__GIVEN PASSAGE__

I just polished off the second of Dr. Helen Roseveare's autobiographical books, and the message in He Gave Us a Valley hit my heart like a ton of bricks. Let me explain.
Dr. Roseveare worked for 20 tumultuous years in the Congo, through the frightening time of independence and the Simba uprising. Beside the violence and near death experience of that time, she sacrificially used her doctoring to not only minister to the poverty stricken people of the jungle, but also to train young men and women to do medical work and become midwives, traveling far and wide with the gospel. For 20 years, she sought for the government to recognize their medical college, pouring her own funds into the day to day expenses and doggedly filing paperwork, visiting dignitaries, and preparing the school and students for inspection. At long last, the government recognized the school, gave their stamp of approval on the diplomas, and arranged for subsidizing scholarships for 2nd and 3rd year students. At this moment of triumph, when Dr. Roseveare prepared to retire from jungle living and humbly hand her ministry over to younger doctors, she met with total rejection and humiliation.
Her students turned against her. Those she loved as sons, championed for, and poured her life and resources into refused to sign for the pocket money they were being given out of the scholarship money. It was not enough, they insisted. They accused her of stealing from the ministry for months. She was put on trial, and had to bear to hear those sons accuse her spitefully, and knowing her own innocence was not balm enough for a soul enduring such wounds. She resigned from the school so that others might work out the strike (the students refused to do their volunteer work in the wards) and come to an agreement. She ended her time serving in Christ's name in the Congo, wondering if it was worthwhile.

Stored items:
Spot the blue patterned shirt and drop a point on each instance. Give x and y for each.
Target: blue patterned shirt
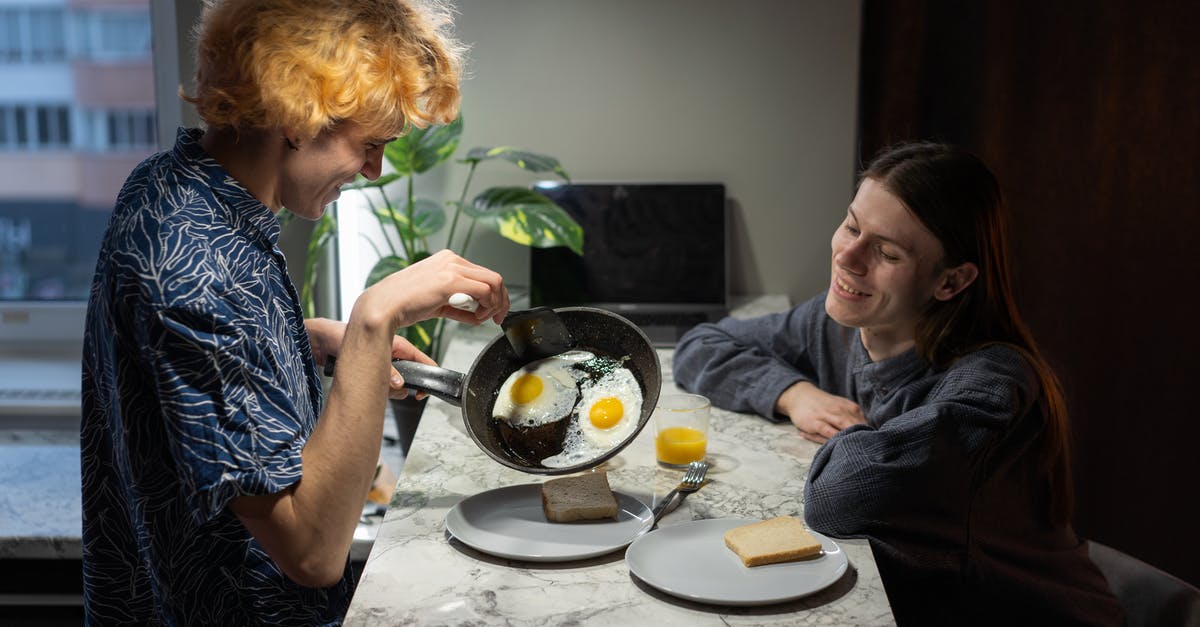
(198, 386)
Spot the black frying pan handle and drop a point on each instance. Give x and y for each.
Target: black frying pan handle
(445, 384)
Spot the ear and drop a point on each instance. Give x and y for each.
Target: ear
(955, 280)
(292, 138)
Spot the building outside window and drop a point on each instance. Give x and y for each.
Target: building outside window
(77, 113)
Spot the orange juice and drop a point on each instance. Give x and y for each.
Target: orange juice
(681, 445)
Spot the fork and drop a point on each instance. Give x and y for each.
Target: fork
(693, 481)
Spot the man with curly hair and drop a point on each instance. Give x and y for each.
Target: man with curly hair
(220, 487)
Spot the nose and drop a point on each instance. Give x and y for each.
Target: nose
(851, 256)
(373, 166)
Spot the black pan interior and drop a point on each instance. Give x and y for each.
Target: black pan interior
(594, 329)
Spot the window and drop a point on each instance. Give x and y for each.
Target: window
(35, 126)
(33, 35)
(115, 35)
(131, 129)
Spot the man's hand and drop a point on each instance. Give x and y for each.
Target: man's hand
(816, 413)
(423, 291)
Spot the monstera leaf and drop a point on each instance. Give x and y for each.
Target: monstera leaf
(420, 149)
(522, 159)
(427, 219)
(527, 218)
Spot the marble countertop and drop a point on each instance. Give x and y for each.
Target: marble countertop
(419, 574)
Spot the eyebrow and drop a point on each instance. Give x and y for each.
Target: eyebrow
(883, 238)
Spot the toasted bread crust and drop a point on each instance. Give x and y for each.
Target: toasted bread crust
(579, 497)
(773, 541)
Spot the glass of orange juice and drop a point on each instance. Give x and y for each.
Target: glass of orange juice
(681, 429)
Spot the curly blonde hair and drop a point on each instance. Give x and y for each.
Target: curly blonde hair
(307, 65)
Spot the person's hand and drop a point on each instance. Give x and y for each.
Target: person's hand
(402, 348)
(325, 338)
(817, 413)
(423, 291)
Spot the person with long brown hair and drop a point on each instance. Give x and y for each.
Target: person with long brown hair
(221, 484)
(943, 429)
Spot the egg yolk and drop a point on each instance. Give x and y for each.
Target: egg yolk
(606, 412)
(526, 388)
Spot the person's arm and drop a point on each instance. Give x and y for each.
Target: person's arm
(309, 527)
(923, 461)
(768, 365)
(744, 364)
(816, 413)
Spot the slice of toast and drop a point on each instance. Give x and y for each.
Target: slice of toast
(579, 497)
(773, 541)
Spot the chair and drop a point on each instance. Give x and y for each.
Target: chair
(1150, 597)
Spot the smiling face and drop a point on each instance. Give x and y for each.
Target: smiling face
(886, 269)
(313, 173)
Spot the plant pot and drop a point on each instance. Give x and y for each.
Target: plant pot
(407, 413)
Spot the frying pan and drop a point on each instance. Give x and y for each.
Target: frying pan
(594, 329)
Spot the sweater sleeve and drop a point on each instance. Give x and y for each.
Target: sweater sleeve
(919, 469)
(745, 364)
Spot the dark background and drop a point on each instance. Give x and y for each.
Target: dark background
(1090, 115)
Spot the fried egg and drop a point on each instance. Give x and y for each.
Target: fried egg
(609, 411)
(539, 392)
(610, 408)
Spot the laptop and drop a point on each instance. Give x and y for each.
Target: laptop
(653, 252)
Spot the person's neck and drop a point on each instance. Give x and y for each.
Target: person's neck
(252, 159)
(885, 344)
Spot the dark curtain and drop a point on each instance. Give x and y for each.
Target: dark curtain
(1089, 112)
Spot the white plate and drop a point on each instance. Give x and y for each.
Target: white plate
(691, 561)
(510, 523)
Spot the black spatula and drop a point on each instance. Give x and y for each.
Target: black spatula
(533, 333)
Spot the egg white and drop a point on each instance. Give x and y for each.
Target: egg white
(617, 389)
(585, 441)
(556, 400)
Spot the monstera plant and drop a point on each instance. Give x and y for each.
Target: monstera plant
(407, 221)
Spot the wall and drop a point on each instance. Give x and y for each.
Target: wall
(1087, 114)
(760, 96)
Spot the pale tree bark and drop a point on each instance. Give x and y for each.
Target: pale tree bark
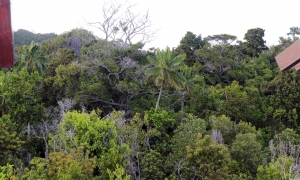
(159, 96)
(124, 25)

__PROBLEMS AND TASKS__
1. According to the passage about Dr. Roseveare, what did her students refuse to sign for?
2. Write out the section of the passage about Dr. Roseveare that opens with "I just polished" and closes after "Let me explain.".

__RESPONSE LIST__
1. The pocket money they were being given out of the scholarship money.

2.
I just polished off the second of Dr. Helen Roseveare's autobiographical books, and the message in He Gave Us a Valley hit my heart like a ton of bricks. Let me explain.